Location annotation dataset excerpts
+ + + + +

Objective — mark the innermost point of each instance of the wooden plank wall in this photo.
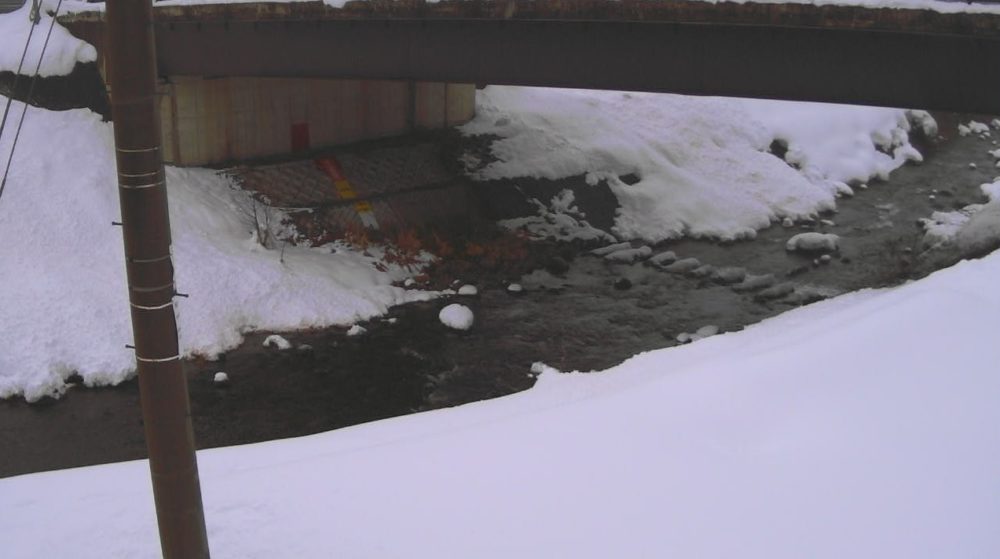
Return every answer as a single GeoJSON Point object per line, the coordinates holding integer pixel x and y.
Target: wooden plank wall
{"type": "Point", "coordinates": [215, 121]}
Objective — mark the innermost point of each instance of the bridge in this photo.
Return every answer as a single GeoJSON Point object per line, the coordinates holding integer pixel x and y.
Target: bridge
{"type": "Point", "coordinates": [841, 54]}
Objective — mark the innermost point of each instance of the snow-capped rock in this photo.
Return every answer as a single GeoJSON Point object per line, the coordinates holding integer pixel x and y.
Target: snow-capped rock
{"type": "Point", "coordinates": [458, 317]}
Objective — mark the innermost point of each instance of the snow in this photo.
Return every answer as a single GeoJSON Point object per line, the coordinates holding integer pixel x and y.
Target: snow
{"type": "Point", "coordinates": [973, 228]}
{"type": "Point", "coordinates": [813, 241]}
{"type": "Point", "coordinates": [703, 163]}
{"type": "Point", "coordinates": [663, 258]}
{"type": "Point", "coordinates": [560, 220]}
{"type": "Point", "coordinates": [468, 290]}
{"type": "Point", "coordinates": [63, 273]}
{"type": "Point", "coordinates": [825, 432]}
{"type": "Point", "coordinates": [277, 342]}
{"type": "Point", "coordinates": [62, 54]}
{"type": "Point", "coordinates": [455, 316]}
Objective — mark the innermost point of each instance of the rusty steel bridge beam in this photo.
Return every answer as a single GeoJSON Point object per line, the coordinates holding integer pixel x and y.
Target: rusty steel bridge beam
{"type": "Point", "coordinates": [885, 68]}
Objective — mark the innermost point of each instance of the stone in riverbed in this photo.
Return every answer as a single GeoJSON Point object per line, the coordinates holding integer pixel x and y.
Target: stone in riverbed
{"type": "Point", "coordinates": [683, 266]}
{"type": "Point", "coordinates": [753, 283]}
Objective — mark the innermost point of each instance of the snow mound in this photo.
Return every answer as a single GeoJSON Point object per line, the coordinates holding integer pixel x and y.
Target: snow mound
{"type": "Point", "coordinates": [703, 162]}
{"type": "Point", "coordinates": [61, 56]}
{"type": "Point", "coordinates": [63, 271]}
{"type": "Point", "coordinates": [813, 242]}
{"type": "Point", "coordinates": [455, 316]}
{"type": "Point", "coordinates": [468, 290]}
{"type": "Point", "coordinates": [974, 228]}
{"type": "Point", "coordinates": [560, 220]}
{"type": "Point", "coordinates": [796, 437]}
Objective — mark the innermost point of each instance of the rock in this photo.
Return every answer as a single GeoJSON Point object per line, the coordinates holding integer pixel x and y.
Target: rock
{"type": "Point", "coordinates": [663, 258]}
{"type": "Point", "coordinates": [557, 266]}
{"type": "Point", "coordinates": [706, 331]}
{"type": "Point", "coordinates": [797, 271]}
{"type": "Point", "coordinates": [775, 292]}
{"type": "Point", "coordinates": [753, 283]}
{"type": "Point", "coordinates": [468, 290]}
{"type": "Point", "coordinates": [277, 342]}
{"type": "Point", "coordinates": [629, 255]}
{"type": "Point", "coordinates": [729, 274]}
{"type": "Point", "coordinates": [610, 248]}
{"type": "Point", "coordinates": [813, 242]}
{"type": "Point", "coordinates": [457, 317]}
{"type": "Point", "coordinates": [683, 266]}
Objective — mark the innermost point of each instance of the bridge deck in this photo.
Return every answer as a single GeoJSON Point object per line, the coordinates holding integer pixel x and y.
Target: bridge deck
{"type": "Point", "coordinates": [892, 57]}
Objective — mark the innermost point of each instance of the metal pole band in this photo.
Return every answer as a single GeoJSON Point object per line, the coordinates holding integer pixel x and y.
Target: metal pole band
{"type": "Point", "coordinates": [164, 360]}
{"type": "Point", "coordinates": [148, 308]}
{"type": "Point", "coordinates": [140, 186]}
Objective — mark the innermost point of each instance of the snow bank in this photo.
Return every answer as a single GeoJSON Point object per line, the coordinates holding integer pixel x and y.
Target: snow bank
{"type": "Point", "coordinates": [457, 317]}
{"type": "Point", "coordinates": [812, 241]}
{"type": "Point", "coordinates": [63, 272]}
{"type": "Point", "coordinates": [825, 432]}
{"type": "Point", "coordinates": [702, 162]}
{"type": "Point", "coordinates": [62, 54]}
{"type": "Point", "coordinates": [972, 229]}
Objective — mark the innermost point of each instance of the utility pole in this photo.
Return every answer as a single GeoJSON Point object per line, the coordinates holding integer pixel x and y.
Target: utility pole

+ + + + +

▸ Objective
Pull out, word for word, the lines of the listing from the one containing "pole in this photo." through the last line of the listing, including both of those lines.

▸ Written solution
Objective — mark the innermost point of each instance of the utility pole in this photo.
Return every answer as a single GeoJSON Point object per line, the coordinates holding integer pixel x and y.
Target: utility pole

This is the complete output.